*** Opening of EXERCISE TEXT ***

1. Business Activity

 

AIXTRON (“the AIXTRON Group” or “the Company”) is a leading provider of deposition equipment to the semiconductor industry. The Company’s technology solutions are used by a diverse range of customers worldwide to build advanced components for electronic and optoelectronic applications based on compound, silicon, or organic semiconductor materials. Such components are used in displays, signaling, lighting, fiber optic communication systems, wireless and mobile telephony applications, optical and electronic storage devices, computing, and a range of other high technology applications.

 

The Company markets and sells its products worldwide, principally through its own direct sales organization, but also through appointed dealers and sales representatives.

 

AIXTRON’s business activities include developing, producing and installing equipment for the deposition of semiconductor materials, process engineering, consulting and training, including ongoing customer support.

*** Close of EXERCISE TEXT ***
*** Opening of PROVIDED DATA ***

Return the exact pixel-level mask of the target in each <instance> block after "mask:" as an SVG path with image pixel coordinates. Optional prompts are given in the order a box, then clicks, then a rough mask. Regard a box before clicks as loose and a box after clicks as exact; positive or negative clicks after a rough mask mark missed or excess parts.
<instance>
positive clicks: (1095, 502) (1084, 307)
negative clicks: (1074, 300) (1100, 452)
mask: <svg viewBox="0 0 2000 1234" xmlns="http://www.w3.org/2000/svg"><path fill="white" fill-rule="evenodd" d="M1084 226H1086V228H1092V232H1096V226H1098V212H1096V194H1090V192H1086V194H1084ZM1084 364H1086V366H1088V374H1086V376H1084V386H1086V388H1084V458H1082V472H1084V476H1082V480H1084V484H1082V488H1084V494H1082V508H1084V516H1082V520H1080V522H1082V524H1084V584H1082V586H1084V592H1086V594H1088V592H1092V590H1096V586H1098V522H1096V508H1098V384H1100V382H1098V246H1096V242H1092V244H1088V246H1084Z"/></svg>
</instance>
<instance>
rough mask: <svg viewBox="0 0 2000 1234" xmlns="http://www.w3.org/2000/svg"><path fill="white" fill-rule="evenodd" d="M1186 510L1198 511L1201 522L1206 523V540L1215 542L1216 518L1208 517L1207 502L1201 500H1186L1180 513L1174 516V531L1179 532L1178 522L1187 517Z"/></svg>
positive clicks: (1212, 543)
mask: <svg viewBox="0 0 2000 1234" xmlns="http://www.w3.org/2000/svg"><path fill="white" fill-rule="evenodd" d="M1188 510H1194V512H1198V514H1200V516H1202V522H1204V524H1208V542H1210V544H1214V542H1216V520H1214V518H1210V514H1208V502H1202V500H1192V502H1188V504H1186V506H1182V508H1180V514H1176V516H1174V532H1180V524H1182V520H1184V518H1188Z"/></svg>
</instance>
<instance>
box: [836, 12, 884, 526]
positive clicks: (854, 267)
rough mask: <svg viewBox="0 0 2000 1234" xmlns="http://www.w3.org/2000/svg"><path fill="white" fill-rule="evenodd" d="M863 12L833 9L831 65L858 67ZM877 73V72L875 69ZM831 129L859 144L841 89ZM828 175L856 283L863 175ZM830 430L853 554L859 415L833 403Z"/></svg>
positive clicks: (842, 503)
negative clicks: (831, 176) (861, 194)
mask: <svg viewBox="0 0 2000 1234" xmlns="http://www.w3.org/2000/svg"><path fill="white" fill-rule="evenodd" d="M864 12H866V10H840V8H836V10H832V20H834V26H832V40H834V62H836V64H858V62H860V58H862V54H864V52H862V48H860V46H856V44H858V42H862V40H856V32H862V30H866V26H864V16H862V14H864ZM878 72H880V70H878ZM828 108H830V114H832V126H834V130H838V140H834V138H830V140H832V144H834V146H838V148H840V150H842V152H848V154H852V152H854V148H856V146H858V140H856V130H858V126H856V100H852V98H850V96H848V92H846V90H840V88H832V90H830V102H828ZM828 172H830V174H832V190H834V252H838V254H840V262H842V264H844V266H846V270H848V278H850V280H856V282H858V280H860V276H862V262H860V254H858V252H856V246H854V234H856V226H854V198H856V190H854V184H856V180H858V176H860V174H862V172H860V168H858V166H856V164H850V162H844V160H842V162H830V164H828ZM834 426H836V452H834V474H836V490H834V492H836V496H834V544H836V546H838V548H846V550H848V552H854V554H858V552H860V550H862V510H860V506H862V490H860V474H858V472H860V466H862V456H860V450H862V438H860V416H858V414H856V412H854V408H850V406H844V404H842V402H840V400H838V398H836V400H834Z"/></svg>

*** Close of PROVIDED DATA ***

- EXERCISE
Copy the AIXTRON business description starting at the words "The Company markets" and ending after "and sales representatives.". In that passage, replace "appointed dealers" with "authorized distributors". The lines were taken from a separate source.

- RESPONSE TO THE TASK
The Company markets and sells its products worldwide, principally through its own direct sales organization, but also through authorized distributors and sales representatives.